[Dataset records]
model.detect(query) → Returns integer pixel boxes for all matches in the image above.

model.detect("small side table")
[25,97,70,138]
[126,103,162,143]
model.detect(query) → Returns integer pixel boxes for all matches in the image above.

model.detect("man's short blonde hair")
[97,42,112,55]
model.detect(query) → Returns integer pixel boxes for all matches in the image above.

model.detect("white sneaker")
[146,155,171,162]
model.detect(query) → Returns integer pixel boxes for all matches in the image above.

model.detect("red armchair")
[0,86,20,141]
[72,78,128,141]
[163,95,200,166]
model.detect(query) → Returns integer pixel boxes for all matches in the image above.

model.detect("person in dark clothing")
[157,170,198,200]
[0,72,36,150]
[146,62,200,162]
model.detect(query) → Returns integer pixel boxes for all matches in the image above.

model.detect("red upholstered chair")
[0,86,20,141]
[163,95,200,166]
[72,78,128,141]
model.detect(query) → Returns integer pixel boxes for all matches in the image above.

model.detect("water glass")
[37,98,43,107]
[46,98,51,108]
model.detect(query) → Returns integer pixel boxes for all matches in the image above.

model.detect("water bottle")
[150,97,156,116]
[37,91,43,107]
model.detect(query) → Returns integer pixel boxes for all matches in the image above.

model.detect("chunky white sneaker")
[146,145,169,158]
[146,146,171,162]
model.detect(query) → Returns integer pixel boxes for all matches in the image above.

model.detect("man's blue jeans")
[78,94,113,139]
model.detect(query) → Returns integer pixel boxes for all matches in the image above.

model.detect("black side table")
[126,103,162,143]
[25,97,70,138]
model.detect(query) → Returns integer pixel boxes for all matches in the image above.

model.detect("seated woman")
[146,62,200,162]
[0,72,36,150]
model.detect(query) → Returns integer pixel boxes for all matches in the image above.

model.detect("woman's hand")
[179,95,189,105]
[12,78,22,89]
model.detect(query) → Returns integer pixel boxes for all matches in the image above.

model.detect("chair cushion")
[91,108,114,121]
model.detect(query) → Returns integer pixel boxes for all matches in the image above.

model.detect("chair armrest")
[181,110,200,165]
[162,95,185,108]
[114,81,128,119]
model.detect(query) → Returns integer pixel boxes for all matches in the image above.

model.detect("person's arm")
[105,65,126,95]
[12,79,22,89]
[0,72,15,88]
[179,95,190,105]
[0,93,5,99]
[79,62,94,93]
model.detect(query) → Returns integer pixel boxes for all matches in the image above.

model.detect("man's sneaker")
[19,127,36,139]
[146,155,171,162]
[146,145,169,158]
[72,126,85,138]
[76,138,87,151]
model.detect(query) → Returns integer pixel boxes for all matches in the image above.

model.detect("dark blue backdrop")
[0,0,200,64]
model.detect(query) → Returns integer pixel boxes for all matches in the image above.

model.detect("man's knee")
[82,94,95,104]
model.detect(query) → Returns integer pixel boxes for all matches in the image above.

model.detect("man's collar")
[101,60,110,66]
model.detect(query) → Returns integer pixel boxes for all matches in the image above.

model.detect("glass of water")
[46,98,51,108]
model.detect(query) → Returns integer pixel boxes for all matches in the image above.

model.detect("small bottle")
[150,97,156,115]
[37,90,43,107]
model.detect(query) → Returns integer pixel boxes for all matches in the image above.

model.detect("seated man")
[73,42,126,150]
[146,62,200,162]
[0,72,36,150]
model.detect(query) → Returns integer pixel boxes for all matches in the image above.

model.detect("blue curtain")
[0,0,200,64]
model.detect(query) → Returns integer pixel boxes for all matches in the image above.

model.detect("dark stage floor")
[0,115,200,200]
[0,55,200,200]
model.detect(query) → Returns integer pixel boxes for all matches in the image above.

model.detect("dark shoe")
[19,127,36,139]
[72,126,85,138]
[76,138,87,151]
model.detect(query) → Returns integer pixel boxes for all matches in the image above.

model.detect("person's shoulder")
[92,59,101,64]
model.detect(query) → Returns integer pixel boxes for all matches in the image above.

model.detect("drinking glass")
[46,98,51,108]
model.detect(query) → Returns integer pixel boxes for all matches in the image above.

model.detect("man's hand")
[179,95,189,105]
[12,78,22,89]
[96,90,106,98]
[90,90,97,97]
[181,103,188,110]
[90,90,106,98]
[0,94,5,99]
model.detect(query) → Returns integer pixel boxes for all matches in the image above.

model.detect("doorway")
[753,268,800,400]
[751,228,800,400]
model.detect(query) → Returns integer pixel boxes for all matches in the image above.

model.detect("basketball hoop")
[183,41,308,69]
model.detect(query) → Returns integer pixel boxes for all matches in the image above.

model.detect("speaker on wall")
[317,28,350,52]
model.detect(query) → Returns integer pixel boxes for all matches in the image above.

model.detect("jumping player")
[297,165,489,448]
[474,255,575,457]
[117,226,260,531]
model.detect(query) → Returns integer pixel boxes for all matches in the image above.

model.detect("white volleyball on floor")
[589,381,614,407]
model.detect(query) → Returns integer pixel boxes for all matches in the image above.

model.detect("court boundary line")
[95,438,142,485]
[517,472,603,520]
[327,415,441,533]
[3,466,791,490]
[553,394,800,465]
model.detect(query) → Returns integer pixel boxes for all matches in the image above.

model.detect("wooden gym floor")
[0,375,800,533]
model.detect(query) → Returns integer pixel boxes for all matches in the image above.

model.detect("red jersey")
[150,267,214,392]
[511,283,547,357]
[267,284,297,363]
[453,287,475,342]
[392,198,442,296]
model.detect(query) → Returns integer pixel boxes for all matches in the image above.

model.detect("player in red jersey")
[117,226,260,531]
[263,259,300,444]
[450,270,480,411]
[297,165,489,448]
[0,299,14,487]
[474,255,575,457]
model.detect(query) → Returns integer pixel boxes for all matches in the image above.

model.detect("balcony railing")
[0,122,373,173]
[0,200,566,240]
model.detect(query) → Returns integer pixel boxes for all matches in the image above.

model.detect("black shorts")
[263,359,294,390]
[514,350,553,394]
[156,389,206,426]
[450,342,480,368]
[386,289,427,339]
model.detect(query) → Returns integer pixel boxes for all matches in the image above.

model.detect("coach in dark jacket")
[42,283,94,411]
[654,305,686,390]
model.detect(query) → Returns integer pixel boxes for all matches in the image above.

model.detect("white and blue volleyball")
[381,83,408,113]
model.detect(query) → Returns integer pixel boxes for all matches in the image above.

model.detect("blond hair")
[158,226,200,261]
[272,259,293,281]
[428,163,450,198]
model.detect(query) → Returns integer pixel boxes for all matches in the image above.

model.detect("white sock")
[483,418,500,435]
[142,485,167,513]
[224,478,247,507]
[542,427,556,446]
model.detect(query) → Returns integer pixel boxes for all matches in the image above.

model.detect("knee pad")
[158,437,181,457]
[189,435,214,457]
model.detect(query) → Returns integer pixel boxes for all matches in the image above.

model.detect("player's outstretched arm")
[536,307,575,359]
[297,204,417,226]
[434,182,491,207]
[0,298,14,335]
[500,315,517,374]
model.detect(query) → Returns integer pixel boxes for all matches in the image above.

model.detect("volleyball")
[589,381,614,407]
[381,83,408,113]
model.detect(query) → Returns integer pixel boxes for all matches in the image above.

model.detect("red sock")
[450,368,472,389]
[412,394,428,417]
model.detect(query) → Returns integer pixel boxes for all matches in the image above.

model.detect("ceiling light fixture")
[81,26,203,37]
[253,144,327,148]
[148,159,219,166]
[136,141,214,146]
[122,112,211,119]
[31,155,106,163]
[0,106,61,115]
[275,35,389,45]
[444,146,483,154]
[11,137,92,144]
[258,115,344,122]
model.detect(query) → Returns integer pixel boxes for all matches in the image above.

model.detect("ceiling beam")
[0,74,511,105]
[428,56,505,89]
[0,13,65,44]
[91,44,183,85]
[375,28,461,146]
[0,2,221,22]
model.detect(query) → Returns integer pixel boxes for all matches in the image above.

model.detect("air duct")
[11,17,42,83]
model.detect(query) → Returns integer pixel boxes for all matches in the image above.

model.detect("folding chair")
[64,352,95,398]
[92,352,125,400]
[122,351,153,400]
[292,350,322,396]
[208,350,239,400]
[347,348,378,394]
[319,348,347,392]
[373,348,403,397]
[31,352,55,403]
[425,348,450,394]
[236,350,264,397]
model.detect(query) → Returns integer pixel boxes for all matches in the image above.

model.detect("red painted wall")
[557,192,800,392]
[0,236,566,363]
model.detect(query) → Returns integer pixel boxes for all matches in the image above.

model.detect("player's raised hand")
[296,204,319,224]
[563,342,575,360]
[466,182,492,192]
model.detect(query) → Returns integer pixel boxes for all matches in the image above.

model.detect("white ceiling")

> REQUIRED TASK: Copy the data word for word, from its first line through the line containing "[78,94,113,139]", inclusive.

> WRITTEN ANSWER:
model.detect(query) → Returns integer pixel boxes for all matches in the image above.

model.detect("small side table")
[25,97,70,138]
[126,103,162,143]
model.detect(query) → Returns integer pixel boxes for all matches in the image above.

model.detect("man's short blonde hair")
[97,42,112,55]
model.detect(query) → Returns integer pixel boxes for all matches in the image above.

model.detect("white sneaker")
[146,155,171,162]
model.detect(query) → Returns integer pixel boxes for all matches in the image above.

model.detect("red armchair")
[0,86,20,141]
[72,78,128,141]
[163,95,200,166]
model.detect(query) → Returns integer pixel boxes for all matches in the image above.

model.detect("person in dark clothing")
[157,170,198,200]
[0,72,36,150]
[146,62,200,162]
model.detect(query) → Returns integer pixel boxes for all matches in the image above.

model.detect("red upholstered chair")
[0,86,20,141]
[163,95,200,166]
[72,78,128,141]
model.detect(query) → Returns integer pixel boxes for all matches in the image above.

model.detect("water glass")
[37,98,43,107]
[46,98,51,108]
model.detect(query) → Returns integer pixel boxes for all matches in the image above.

model.detect("water bottle")
[150,97,156,116]
[37,91,43,107]
model.detect(query) → Returns integer pixel boxes for all matches in the image above.

model.detect("chunky white sneaker")
[146,145,169,158]
[146,146,171,162]
model.detect(query) → Returns integer pixel boxes for all matches in the image above.

model.detect("man's blue jeans")
[78,94,113,139]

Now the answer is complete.